## TASK DESCRIPTION
Without changing a single word, restate the entries below.

::: AVAILABLE DATA

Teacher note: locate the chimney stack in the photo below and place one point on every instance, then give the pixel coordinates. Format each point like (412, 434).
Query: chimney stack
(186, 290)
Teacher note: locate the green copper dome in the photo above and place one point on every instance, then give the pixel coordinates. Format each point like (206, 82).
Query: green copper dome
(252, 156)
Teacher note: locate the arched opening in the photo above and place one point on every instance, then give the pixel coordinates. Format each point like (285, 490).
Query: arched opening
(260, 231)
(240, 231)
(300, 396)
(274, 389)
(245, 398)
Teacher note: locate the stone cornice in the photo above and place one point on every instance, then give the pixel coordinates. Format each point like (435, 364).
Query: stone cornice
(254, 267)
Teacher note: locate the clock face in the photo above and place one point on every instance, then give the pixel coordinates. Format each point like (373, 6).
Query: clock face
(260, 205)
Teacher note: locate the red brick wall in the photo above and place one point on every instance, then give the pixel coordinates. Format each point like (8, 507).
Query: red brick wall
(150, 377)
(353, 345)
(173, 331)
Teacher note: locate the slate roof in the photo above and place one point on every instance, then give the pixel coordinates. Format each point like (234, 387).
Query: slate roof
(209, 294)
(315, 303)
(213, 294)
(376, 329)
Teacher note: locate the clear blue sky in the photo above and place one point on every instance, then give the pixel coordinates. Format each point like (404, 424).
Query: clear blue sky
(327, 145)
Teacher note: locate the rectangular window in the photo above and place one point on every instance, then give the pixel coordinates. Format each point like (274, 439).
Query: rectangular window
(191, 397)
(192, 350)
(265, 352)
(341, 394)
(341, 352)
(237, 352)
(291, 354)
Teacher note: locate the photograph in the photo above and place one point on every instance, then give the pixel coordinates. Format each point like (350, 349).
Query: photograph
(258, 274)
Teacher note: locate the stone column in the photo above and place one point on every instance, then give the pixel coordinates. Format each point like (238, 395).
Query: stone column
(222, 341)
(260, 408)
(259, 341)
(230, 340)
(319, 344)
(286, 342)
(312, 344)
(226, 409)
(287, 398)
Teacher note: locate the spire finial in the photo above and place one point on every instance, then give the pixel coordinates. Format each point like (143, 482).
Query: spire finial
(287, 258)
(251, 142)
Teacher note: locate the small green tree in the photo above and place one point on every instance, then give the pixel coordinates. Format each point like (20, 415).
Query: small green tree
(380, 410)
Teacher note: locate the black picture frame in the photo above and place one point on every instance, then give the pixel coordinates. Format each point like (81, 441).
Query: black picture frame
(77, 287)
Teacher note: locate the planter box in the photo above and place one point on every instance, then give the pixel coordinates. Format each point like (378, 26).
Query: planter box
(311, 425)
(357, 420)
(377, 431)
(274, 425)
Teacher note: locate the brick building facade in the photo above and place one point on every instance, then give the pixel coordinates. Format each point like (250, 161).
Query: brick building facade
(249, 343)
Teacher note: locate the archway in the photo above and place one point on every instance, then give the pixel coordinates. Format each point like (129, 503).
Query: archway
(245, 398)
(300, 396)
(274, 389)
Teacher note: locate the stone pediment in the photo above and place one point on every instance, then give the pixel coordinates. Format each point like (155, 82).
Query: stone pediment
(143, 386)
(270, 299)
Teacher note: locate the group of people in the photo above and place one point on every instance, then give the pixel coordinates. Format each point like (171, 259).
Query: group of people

::::::

## EXPECTED ANSWER
Teacher note: locate the chimney stack in the photo below and place one point on every instance, then give the pixel coordinates. Format each point like (412, 434).
Query: chimney stack
(186, 290)
Teacher note: locate the green copper dome in the photo above and place one point on every instance, then give the pixel coordinates. Format each point like (206, 82).
Query: green copper dome
(252, 156)
Teacher note: locate the arched opening in the photo above and place one point on every instance, then give the pixel coordinates. Format each point like (285, 490).
Query: arched opening
(260, 231)
(240, 231)
(300, 396)
(274, 389)
(245, 398)
Teacher note: locate the stone cornice in the photo above and place one point on every instance, then give the pixel coordinates. Format each point like (435, 364).
Query: stone cornice
(254, 267)
Teacher note: locate the clock face in the photo above and place one point on every instance, then give the pixel coordinates. Format each point like (373, 6).
Query: clock face
(260, 205)
Teacher note: locate the red brick wall in the photo above and place one point on every instance, then give the pixel coordinates. Format each point like (8, 507).
Query: red brick wall
(150, 377)
(353, 345)
(173, 331)
Teacher note: locate the slate roof in the photo above and place one point on every instance, then give the pixel coordinates. Format each point like (234, 387).
Query: slate roof
(209, 294)
(315, 303)
(213, 294)
(376, 329)
Teacher note: locate the clear blue sky in the photo above and place one point on every instance, then give the pixel coordinates. Format each point like (404, 424).
Query: clear blue sky
(327, 145)
Teacher note: locate the rectangular window in the photo above and place one point on every instance, then give the pixel coordinates. Format each point like (274, 439).
Query: rectangular window
(191, 397)
(192, 350)
(265, 352)
(341, 394)
(341, 352)
(237, 352)
(291, 354)
Teacher note: locate the photograph in the photo above and place one point on every instance, then give the pixel coordinates. Format each point like (350, 349).
Query: photograph
(258, 274)
Teacher note: locate the stone column in the photo above and place one point on every instance, then give the pixel coordinates. Format each point like (238, 395).
Query: stone column
(222, 341)
(260, 408)
(259, 341)
(230, 340)
(319, 344)
(286, 342)
(312, 344)
(226, 409)
(287, 398)
Teacher note: locate the spire finial in the photo above and place one point on every instance, then give the pixel coordinates. Format each point like (143, 482).
Query: spire finial
(287, 258)
(251, 142)
Teacher note: locate the small green tree in the photo above and place one point on every instance, then give the pixel coordinates. Format each point like (20, 415).
Query: small green tree
(380, 410)
Teacher note: locate the black picture frame in the photo above and place one point on every instance, then give the pixel coordinates. Format each point like (81, 441).
Query: black picture frame
(77, 287)
Teacher note: locate the planter box in the photo above and place one point on every instance, then give the pixel coordinates. Format each point like (378, 26).
Query: planter box
(311, 425)
(357, 420)
(377, 431)
(274, 425)
Teacher note: locate the brick building facade in the photo above and place one point on every instance, then give the pixel coordinates. Format each point like (250, 161).
Query: brick building facade
(249, 343)
Teacher note: locate the archway in the photo above and place one point on every instance, then give the pixel coordinates. Format each point like (129, 503).
Query: archway
(245, 398)
(300, 396)
(274, 389)
Teacher note: locate the stone pediment in the photo above and place one point on every instance, then give the pixel coordinates. Format each point like (155, 82).
Query: stone pediment
(143, 386)
(270, 299)
Teacher note: locate the group of people in the photo above and place one point on every instance, then give the pixel coordinates. Format each point like (171, 259).
Query: group of people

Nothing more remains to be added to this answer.